Requirement = Going through the entries below, copy out each line that contains "instance".

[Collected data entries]
◇ ◇ ◇ ◇ ◇
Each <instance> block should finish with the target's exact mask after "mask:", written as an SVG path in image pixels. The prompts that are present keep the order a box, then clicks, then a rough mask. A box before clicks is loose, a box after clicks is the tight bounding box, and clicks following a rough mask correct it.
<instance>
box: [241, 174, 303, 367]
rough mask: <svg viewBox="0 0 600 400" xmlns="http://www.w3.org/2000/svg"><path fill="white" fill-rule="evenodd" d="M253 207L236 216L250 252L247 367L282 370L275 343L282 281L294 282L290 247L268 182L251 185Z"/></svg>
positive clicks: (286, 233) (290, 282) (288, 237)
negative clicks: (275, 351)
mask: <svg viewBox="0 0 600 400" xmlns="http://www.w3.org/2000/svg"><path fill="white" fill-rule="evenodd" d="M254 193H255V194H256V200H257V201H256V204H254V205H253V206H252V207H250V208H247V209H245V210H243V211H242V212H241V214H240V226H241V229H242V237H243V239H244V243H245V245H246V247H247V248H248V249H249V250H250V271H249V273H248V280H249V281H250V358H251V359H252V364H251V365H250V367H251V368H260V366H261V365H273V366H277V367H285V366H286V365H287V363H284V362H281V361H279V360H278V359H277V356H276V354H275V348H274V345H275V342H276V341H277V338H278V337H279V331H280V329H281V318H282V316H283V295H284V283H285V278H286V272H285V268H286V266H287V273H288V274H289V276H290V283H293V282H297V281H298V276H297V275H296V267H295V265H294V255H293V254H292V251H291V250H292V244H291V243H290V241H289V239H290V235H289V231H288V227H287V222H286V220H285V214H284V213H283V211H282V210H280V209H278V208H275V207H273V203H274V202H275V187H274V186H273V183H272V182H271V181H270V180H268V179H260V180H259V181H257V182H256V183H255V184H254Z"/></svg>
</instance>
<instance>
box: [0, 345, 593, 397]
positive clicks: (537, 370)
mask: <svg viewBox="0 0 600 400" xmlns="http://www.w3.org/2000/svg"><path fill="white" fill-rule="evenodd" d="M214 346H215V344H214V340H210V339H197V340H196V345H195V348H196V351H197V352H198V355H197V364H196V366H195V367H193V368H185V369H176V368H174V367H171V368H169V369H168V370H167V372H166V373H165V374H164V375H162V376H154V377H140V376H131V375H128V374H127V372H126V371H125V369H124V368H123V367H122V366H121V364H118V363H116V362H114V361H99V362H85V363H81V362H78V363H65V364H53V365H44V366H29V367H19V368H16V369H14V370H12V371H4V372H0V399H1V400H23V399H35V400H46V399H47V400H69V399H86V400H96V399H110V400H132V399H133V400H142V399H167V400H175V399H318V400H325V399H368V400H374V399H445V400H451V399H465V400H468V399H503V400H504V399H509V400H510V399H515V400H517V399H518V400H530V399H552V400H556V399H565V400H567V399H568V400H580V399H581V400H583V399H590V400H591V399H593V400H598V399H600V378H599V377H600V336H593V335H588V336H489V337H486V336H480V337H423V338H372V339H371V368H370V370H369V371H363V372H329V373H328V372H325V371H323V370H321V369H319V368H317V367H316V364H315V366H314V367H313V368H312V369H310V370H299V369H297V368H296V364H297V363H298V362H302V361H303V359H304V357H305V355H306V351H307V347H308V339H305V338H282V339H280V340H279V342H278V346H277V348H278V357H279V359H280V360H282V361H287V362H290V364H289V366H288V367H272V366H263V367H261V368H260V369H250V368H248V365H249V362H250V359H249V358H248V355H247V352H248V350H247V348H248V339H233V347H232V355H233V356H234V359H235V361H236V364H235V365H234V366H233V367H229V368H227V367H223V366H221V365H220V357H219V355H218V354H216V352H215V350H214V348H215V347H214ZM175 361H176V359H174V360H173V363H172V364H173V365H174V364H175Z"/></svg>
◇ ◇ ◇ ◇ ◇
Written response =
Each <instance> block should finish with the target's exact mask after "mask:", written as an SVG path in image pixels. The prompts that are present keep the order a box, then clicks, then a rough mask. A box before clicks is loose, a box after clicks is the tight bounding box, and clicks following a rough mask correct it.
<instance>
</instance>
<instance>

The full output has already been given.